** Work task **
The records below hold pictures; please leave those out and retype the rest exactly.

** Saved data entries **
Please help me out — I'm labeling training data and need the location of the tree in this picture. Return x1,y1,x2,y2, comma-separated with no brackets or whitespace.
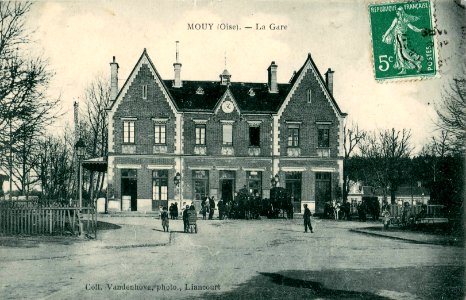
36,132,76,202
0,2,59,199
80,76,110,206
435,78,465,153
416,134,464,215
359,128,412,204
342,121,366,202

** Solution below **
Please help me out — I'm labeling training data and need the location of the tree in this picture. Return x1,y1,x2,y2, comma-separated with no brackets or whitespace.
36,132,76,202
0,2,59,199
80,76,110,206
435,78,465,153
416,134,464,215
359,128,412,204
342,121,366,202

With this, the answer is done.